_Exercise input_
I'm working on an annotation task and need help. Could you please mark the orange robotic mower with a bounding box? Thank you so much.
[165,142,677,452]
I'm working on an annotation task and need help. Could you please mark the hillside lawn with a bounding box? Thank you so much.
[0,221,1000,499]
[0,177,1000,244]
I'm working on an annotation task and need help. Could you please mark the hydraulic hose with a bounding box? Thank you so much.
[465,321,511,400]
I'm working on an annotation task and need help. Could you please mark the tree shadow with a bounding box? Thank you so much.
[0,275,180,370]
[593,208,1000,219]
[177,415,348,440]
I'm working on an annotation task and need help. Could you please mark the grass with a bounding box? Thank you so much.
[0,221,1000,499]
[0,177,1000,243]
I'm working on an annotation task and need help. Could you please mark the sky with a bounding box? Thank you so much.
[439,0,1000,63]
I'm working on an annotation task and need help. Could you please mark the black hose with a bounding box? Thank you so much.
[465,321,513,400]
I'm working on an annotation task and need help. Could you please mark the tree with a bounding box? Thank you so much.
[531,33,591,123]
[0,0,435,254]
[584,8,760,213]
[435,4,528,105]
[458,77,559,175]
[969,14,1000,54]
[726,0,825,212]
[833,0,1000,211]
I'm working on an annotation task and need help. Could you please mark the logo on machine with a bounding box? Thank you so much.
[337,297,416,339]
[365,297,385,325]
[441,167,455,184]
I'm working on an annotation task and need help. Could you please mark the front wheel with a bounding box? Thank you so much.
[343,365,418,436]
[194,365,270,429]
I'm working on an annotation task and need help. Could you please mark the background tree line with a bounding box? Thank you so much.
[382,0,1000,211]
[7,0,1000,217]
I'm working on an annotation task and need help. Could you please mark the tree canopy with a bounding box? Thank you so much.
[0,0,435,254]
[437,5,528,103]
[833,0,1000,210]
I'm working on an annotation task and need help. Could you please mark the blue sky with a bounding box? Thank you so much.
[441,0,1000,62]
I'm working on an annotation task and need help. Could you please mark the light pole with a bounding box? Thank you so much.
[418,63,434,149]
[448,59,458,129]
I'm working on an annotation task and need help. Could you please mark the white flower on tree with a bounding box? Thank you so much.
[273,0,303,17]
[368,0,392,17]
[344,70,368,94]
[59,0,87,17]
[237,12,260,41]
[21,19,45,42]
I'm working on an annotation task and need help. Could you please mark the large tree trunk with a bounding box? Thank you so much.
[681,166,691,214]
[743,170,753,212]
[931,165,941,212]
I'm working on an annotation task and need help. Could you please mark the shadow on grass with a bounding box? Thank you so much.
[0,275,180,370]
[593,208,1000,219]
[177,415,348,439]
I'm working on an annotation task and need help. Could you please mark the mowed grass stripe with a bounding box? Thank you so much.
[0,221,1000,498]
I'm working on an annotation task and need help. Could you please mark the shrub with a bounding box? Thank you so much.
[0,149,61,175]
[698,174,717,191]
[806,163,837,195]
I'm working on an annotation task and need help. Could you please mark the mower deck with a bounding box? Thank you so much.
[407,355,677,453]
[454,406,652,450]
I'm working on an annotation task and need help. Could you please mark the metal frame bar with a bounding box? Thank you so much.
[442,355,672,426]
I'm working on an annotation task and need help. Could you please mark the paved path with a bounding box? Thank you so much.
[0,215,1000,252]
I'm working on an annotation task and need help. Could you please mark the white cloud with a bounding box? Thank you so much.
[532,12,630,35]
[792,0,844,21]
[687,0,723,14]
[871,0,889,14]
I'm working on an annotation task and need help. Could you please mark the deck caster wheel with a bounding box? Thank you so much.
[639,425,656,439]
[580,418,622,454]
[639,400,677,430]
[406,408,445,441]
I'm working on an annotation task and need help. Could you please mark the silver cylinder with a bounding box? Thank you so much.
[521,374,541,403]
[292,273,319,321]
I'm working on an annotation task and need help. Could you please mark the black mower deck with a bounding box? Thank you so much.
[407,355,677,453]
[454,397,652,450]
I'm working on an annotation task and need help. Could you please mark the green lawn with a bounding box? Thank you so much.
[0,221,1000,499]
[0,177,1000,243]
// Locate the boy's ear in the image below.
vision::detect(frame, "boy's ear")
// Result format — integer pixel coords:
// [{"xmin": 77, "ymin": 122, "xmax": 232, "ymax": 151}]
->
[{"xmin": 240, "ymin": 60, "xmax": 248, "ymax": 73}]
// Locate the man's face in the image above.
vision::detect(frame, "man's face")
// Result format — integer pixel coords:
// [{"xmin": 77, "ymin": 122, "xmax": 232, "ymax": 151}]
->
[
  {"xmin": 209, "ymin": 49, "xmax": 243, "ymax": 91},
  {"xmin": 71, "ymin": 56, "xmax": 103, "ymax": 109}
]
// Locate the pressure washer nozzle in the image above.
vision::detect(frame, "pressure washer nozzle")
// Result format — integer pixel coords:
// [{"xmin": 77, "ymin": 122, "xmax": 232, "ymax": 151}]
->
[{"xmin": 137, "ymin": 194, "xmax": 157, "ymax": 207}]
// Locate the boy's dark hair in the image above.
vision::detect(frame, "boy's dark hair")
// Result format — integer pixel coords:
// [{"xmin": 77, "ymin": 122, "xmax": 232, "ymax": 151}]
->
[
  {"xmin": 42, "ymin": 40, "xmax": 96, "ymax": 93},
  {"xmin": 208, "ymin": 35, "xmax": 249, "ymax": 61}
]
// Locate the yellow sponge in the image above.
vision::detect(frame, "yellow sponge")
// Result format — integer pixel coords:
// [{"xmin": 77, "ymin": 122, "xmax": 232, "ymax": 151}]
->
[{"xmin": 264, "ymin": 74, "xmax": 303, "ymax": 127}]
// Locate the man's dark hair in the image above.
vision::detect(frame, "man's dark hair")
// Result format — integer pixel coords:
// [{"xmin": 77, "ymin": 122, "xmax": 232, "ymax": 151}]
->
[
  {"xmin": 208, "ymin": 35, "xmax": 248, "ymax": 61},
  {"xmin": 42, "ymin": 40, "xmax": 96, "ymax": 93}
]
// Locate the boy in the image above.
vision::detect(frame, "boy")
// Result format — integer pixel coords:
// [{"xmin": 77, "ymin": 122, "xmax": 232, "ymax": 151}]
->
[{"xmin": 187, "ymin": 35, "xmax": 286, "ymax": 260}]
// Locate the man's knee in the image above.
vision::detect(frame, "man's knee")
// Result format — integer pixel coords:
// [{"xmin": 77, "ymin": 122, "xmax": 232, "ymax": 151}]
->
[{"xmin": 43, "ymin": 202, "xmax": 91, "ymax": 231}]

_What the exercise asks_
Switch each occurrence of "annotation task" in the records above to "labeling job", then output the records again with no other changes.

_Exercise result_
I'm working on an labeling job and need help. Could you please mark the orange robotic mower with a bounding box? Thank you so much.
[165,142,677,452]
I'm working on an labeling job and need help. Could you please mark the hillside lawn with a bounding box? Thank you so much.
[0,221,1000,499]
[0,177,1000,244]
I'm working on an labeling job and need help. Could you please mark the hydraulic hose with a bounding box? Thank you so much.
[465,321,511,400]
I'm working on an labeling job and need help. Could you please mark the tree shadow with a bounding box? Thank you so much.
[0,275,180,370]
[593,208,1000,219]
[177,415,348,440]
I'm working on an labeling job and need help. Could you please mark the grass with a bounding box? Thank you so much.
[0,221,1000,499]
[0,177,1000,243]
I'm working on an labeling job and need help. Could you please mark the sky with a bounding box? Thank you so much.
[439,0,1000,63]
I'm working on an labeling job and need help. Could you please mark the black hose with a bounding box? Thank you so much.
[465,321,513,400]
I'm working on an labeling job and need help. Could you please mark the tree with a bounding box? Thank you so much.
[531,33,591,123]
[0,0,435,254]
[584,8,760,213]
[435,4,528,105]
[458,77,559,175]
[969,14,1000,54]
[726,0,825,212]
[833,0,1000,211]
I'm working on an labeling job and need help. Could you please mark the logo on machine with a bounding box? Thank you so much.
[337,297,416,339]
[365,297,385,325]
[441,167,455,184]
I'm working on an labeling job and need help. Could you please mark the front wheel with a bounding box? Thank you so much.
[343,365,418,436]
[194,365,270,429]
I'm working on an labeling job and need help. Could you please mark the background tree line with a bounding box? Thank you so much.
[382,0,1000,211]
[7,0,1000,217]
I'm working on an labeling job and need help. Could you please mark the tree canopy with a bounding box? Thank you so much.
[0,0,435,254]
[437,5,528,103]
[833,0,1000,210]
I'm working on an labeling job and need help. Could you please mark the blue sky with a bounding box? Thank you so much.
[441,0,1000,62]
I'm working on an labeling job and need help. Could you please mark the light pole with a bounding box? Thank you so much.
[418,63,434,149]
[448,59,458,129]
I'm working on an labeling job and need help. Could you please mark the white flower on tree with a bounding box? Thank you so much.
[273,0,303,17]
[368,0,392,17]
[344,70,368,94]
[59,0,87,17]
[237,12,260,41]
[21,19,45,42]
I'm working on an labeling job and need help. Could you please mark the large tree trunk with a bounding box? Thank you so much.
[681,166,691,214]
[743,170,753,212]
[931,165,941,212]
I'm working on an labeling job and need help. Could you please mark the shadow on grass with a bounding box? Thank you so much.
[0,275,180,370]
[593,208,1000,219]
[177,415,348,439]
I'm working on an labeling job and need help. Could you please mark the mowed grass stripe with a bounding box? Thank you so much.
[0,221,1000,498]
I'm working on an labeling job and need help. Could you please mark the shrub with a bounding box? Thank you so much.
[0,149,61,175]
[698,174,717,191]
[806,163,837,195]
I'm working on an labeling job and need help. Could you please mark the mower deck with a bounding box? Thank you so much.
[407,355,677,453]
[454,406,652,450]
I'm working on an labeling job and need help. Could you please mark the metal frame bar with a bounding box? Thank you so much.
[442,355,672,426]
I'm working on an labeling job and need help. Could you please mark the paved path with a bounding box? Thank you so much.
[0,215,1000,252]
I'm working on an labeling job and need help. Could you please mark the white cloud with a bounding box? Thank you so much.
[532,12,630,35]
[792,0,844,21]
[687,0,723,14]
[871,0,889,14]
I'm working on an labeling job and need help. Could you please mark the deck caster wheel with a bounding box? Thank you so much.
[639,425,656,439]
[580,418,622,454]
[639,400,677,430]
[406,408,445,441]
I'm working on an labeling job and need help. Could you please mark the silver cylinder with a bounding box? Thank you so much.
[521,374,541,403]
[292,273,319,321]
I'm working on an labeling job and need help. Could you please mark the black mower deck with a bounding box? Thank you so much.
[407,355,677,453]
[454,397,652,450]
I'm working on an labeling job and need help. Could you please mark the green lawn with a bounding box? Thank you so much.
[0,221,1000,499]
[0,177,1000,243]
// Locate the boy's ear in the image below.
vision::detect(frame, "boy's ear")
// Result format — integer pixel coords:
// [{"xmin": 77, "ymin": 122, "xmax": 232, "ymax": 151}]
->
[{"xmin": 240, "ymin": 60, "xmax": 248, "ymax": 73}]
// Locate the man's face in the image above.
vision::detect(frame, "man's face")
// Result format — integer pixel coords:
// [{"xmin": 77, "ymin": 122, "xmax": 232, "ymax": 151}]
->
[
  {"xmin": 209, "ymin": 49, "xmax": 243, "ymax": 91},
  {"xmin": 71, "ymin": 56, "xmax": 103, "ymax": 109}
]
// Locate the pressure washer nozzle in the image above.
vision::detect(frame, "pressure washer nozzle")
// Result format — integer pixel coords:
// [{"xmin": 77, "ymin": 122, "xmax": 232, "ymax": 151}]
->
[{"xmin": 137, "ymin": 194, "xmax": 157, "ymax": 207}]
// Locate the boy's dark hair in the image above.
vision::detect(frame, "boy's dark hair")
// Result format — integer pixel coords:
// [{"xmin": 77, "ymin": 122, "xmax": 232, "ymax": 151}]
->
[
  {"xmin": 42, "ymin": 40, "xmax": 96, "ymax": 93},
  {"xmin": 208, "ymin": 35, "xmax": 249, "ymax": 61}
]
// Locate the yellow sponge in the image above.
vision::detect(frame, "yellow sponge")
// Result format — integer pixel coords:
// [{"xmin": 77, "ymin": 122, "xmax": 232, "ymax": 151}]
->
[{"xmin": 264, "ymin": 74, "xmax": 303, "ymax": 127}]
// Locate the man's dark hair in the image above.
vision::detect(frame, "man's dark hair")
// Result format — integer pixel coords:
// [{"xmin": 77, "ymin": 122, "xmax": 232, "ymax": 151}]
->
[
  {"xmin": 208, "ymin": 35, "xmax": 248, "ymax": 61},
  {"xmin": 42, "ymin": 40, "xmax": 96, "ymax": 93}
]
// Locate the boy in the image above.
vision::detect(frame, "boy")
// Result format — integer pixel coords:
// [{"xmin": 77, "ymin": 122, "xmax": 232, "ymax": 151}]
->
[{"xmin": 187, "ymin": 35, "xmax": 286, "ymax": 260}]
// Locate the man's knee in the image above.
vision::detect(frame, "man's knee")
// Result format — integer pixel coords:
// [{"xmin": 77, "ymin": 122, "xmax": 232, "ymax": 151}]
->
[{"xmin": 43, "ymin": 202, "xmax": 91, "ymax": 231}]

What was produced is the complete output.